*Material provided*.
——————
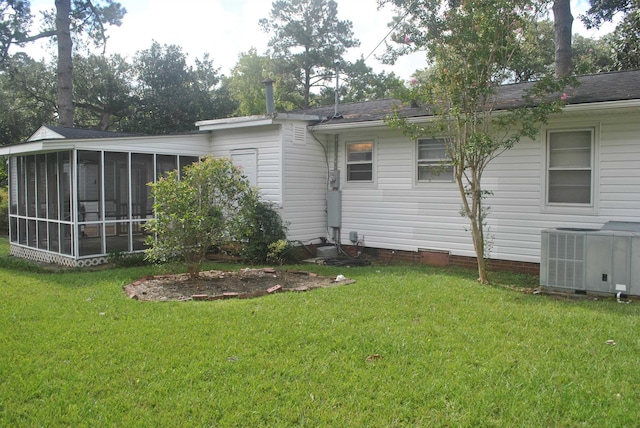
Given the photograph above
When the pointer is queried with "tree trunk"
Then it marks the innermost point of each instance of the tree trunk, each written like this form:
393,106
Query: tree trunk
562,22
65,65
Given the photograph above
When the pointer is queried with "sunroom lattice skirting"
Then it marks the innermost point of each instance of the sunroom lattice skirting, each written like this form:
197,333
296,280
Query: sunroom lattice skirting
59,259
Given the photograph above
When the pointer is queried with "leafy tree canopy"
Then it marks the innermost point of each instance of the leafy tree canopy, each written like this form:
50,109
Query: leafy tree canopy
307,39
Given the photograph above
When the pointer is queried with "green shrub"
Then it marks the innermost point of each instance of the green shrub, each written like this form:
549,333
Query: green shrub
265,235
206,207
4,212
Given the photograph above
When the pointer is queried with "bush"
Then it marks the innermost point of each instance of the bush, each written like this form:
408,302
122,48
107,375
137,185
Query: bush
204,208
4,212
265,238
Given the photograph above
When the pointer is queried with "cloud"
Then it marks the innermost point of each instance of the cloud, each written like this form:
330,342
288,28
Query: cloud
227,28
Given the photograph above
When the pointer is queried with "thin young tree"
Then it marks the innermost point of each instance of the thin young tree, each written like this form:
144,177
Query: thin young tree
472,46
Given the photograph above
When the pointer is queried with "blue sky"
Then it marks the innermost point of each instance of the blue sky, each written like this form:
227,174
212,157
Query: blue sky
227,28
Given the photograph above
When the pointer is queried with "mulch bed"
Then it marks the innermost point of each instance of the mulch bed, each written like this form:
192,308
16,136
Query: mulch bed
217,285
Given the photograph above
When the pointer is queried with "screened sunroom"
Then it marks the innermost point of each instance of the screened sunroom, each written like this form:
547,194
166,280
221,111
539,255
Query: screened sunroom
75,204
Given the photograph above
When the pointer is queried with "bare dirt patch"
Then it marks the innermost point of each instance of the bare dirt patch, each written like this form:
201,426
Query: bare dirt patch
215,285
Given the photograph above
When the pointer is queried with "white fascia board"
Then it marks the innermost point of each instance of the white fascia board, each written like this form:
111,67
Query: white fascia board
602,106
36,147
599,107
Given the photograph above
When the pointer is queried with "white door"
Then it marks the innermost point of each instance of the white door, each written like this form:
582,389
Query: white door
248,161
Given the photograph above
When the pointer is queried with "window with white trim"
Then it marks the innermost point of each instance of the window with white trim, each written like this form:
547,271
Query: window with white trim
360,161
570,166
434,163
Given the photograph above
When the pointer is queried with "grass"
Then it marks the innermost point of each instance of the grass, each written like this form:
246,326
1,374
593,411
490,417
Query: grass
75,351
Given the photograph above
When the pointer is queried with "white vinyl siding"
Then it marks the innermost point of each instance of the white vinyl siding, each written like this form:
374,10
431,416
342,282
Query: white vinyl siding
569,166
433,162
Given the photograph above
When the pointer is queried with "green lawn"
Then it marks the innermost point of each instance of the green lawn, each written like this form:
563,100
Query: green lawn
75,351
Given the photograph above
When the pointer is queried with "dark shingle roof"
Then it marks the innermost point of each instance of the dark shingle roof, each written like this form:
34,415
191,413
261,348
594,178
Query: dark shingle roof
615,86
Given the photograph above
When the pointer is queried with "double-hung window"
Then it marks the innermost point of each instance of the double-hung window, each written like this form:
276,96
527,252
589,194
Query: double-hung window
434,163
570,167
360,161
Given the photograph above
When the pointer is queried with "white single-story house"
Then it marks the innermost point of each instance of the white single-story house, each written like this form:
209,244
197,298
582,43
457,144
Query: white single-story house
77,195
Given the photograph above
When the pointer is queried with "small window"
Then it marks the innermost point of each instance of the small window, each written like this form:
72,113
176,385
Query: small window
433,162
360,161
569,167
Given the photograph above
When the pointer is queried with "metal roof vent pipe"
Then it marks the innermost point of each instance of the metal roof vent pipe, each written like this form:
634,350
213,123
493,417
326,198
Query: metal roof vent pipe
337,115
268,84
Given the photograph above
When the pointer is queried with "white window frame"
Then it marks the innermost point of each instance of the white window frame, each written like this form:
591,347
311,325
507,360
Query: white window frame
443,164
349,162
570,207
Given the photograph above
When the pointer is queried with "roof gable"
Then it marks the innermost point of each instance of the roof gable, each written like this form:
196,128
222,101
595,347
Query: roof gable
49,132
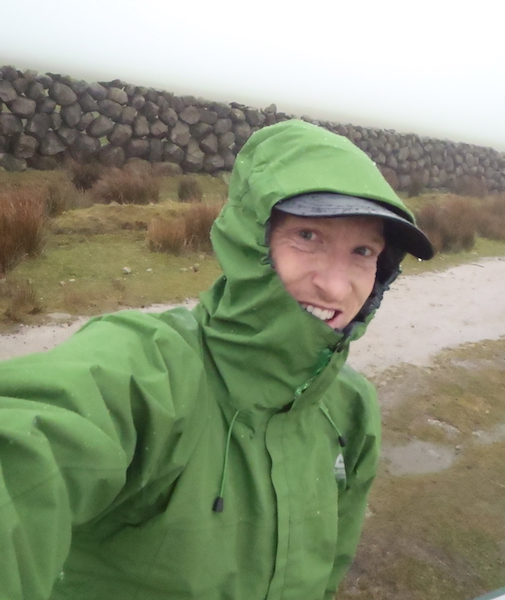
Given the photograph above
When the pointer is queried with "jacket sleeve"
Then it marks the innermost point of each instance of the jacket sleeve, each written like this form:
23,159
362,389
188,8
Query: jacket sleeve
74,423
361,461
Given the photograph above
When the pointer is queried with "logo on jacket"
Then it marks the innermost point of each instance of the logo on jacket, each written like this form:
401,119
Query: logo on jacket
339,469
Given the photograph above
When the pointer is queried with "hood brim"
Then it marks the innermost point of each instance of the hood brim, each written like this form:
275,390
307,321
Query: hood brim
398,231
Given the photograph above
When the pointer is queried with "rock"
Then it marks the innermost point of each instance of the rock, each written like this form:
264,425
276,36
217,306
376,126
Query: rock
140,126
23,107
46,105
172,153
200,130
84,121
209,144
242,132
56,121
11,163
35,91
208,116
150,110
24,146
45,80
213,163
7,91
100,127
117,95
112,156
222,110
158,129
254,117
127,115
168,116
166,169
84,146
97,91
229,159
88,103
43,163
180,134
10,124
137,148
38,125
155,150
120,134
226,140
110,109
67,135
223,126
236,115
62,94
79,86
138,101
71,114
193,161
51,145
190,115
20,85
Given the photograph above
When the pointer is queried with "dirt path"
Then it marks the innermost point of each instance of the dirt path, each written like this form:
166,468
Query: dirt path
419,316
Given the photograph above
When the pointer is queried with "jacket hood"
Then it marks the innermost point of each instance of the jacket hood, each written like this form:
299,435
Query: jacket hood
264,346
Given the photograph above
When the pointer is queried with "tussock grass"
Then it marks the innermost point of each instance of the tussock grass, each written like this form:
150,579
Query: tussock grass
84,175
491,218
127,186
20,299
167,236
22,226
198,219
189,190
190,231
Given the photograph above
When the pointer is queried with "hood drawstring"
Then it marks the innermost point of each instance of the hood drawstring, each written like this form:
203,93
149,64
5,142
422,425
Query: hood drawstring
341,439
218,504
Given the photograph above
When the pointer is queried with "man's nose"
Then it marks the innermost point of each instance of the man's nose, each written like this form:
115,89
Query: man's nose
——————
*The task*. Give all the lines above again, character for character, without pictures.

*Result of this exercise*.
Given the photograph above
When the pointer is queried with "tree trunk"
Then it marks the innermost point of each instance of the tree trunk, each written like this form:
393,106
Query: tree trunk
562,22
65,65
Given the photograph above
When the pointer is queried with "sunroom lattice skirting"
Then it marks the innermost point of each instance of the sunroom lattice skirting, each written like this form:
197,333
296,280
Query: sunroom lattice skirting
59,259
Given the photograph above
When the pointer is queried with "leafy tree canopy"
Then it marks the innermost point of each instance of the leafy tree canopy, each written like this form:
50,109
Query: leafy tree canopy
307,39
Given the photograph above
When the pointer is queried with "green shrub"
Then it marks the innermost point of each instance of the green shrub, each written like this form:
549,333
Query: green shrub
265,235
206,207
4,212
Given the photograph above
When the pointer is queried with "bush"
Then it marks the innermost point of each instance of the bush, each written like this form:
408,302
122,48
107,375
137,185
Query: bush
204,208
4,212
265,238
Given the photograph above
When the pointer is queried with "cloud"
Then it marks the innermost point of each instance of the cloud, each written like this form:
330,342
288,28
Query: cloud
227,28
Given the photograph above
When the pointer is queried with "thin young tree"
Then it marks the innermost point of each instance of the thin young tree, each written like this form:
144,177
Query: thin young tree
472,46
Given the photograph above
When the pointer is queried with "blue sky"
Then it marks the innermost point of each instance of the blue sky, each written like this form:
227,174
212,157
Query: blue sky
227,28
Given the photograph above
When the pointer is queried with "mulch bed"
Then it marks the innermost point of each instance of the mulch bed, each written like this form:
192,308
16,136
Query: mulch bed
217,285
Given the photograph above
When the pointer is queried with "screened sunroom"
Then it marks the innermost point of each instance of the screened sunroom, each written like this form:
547,194
166,280
221,111
539,255
Query: screened sunroom
75,204
Given the photograph above
When the pointer is queried with "bare dirt patch"
Then it marks the innermost point of each instance of the bare dirt patch, each written like this form:
201,426
Query: bare dirt patch
215,285
Given the photograph above
When the pointer is queried with "white fascia board"
Then it marks the innermost point of each instance of the white fascia board, each written like this form:
111,67
Query: white fascia board
602,106
36,147
599,107
Given the photograph above
When the pointer is queried with "white door"
Then it marks the innermost point of each instance of the white door, each written like this form:
582,389
Query: white door
248,161
Given the photograph above
When the pointer is queried with "window with white trim"
Then it marks the innermost point of each instance of the window with white trim, each written like this form:
547,271
Query: window with white trim
360,161
570,166
434,163
Given the photograph above
When the pointer is queried with "grass"
Then it marks the innermost point of each instance of the grass, each written like this form:
246,326
1,374
593,411
490,417
Query: grass
75,351
Given the photograph above
When the pointer is queried with "white vinyl siding"
Then it marks the innermost point of each instance of the white vinyl siding, each written like this form:
374,10
431,416
342,282
Query: white vinyl siding
569,166
433,162
Given the photograph above
When the pointer is queried with "green lawn"
Then it marks the innermost point of each instance of the green lawn, each written like this form:
563,100
Query: green lawn
75,351
Given the photograph above
When the pointer is queried with "dark shingle roof"
Then it marks the innermost point of each instance of the dark shingle roof, each written like this form:
34,415
191,413
261,348
594,178
Query: dark shingle roof
615,86
Given the photograph above
When the pointer is queried with "double-hung window"
Then it marks the innermost point of each instance of the double-hung window, each written like this form:
276,96
527,252
589,194
Query: double-hung window
434,163
570,167
360,161
Given the photograph above
When the pointer is queried with "white single-story house"
Then it marks the innermost point of each instance of the white single-story house, each written like this form:
209,244
197,298
582,43
457,144
Query: white single-story house
77,195
Given the photograph above
When the pointer is queried with "small window"
Then it marks the innermost point of each instance of the small window, each written like this form:
72,113
176,385
Query: small window
433,162
360,161
569,167
Given the photograph above
When the pointer is queried with "metal roof vent pipe"
Then it marks the innermost point of each instance of the metal roof vent pipe, each written like this form:
634,350
213,123
493,417
326,198
Query: metal roof vent pipe
337,115
268,84
Given the photograph above
When the pointer is queried with "white window frame"
Then it marks the innermost point of each instance of the white window frame, each written like this form:
591,347
311,325
507,360
Query: white window frame
443,164
349,162
570,207
Given the photograph above
When the pointer is queried with "roof gable"
Then it marks the innermost point of each instance of the roof gable, each written like this form:
196,128
222,101
595,347
Query: roof gable
49,132
Given the photograph above
When the pointer is queried with "jacket sleeve"
Then it marks the innermost point of each instance of the jacket sleeve, each written like this form:
23,159
362,389
188,8
Query: jacket sleeve
74,423
361,461
Given the photograph above
When the pointer is queried with "logo on jacket"
Then it marks the innermost point of each instance of the logo on jacket, each written like this form:
401,119
Query: logo on jacket
339,469
Given the photograph above
When the pointer is queried with "hood brim"
Then it marks the innermost point of each instance of the hood brim, each written like this form:
275,390
307,321
Query: hood brim
398,231
Given the photograph above
When the pointer is queried with "rock"
Then it marks the innermost point of each instance of the rock, each written like this form:
264,425
276,36
217,306
376,126
Query: rock
140,126
23,107
46,105
172,153
200,130
84,121
209,144
242,132
56,121
11,163
35,91
208,116
150,110
24,146
45,80
213,163
7,91
100,127
117,95
112,156
222,110
158,129
254,117
127,115
168,116
166,169
84,146
97,91
229,159
88,103
43,163
180,134
10,124
137,148
38,125
155,150
120,134
226,140
110,109
67,135
223,126
236,115
62,94
79,86
138,101
71,114
193,161
51,145
190,115
20,85
Given the photograph above
When the pointer is queried with "dirt path"
Then it marks the innermost point of each instance of the dirt path, each written like this form:
166,468
Query: dirt path
419,316
Given the photograph above
When the pointer is queried with "jacket hood"
Then it marks the innermost point of each instance of the jacket hood, each written like this form:
299,435
Query: jacket hood
264,346
Given the photograph above
When the pointer is queried with "tussock grass"
Then it marks the innermost point of each instance of the tussock grass, each written like this form:
150,579
Query: tussock grass
84,175
491,218
127,186
20,299
167,236
22,226
198,219
189,190
190,231
Given the photograph above
When the pointer is queried with "hood drawstring"
Then it marks the innermost point of each instance of the hood drawstring, each written like this form:
203,93
149,64
5,142
422,425
Query: hood drawstring
341,439
218,504
Given the photograph above
When the pointer is queried with "man's nose"
Then it marks the innermost point of each instance of the man's nose, each written like this form:
115,89
Query: man's nose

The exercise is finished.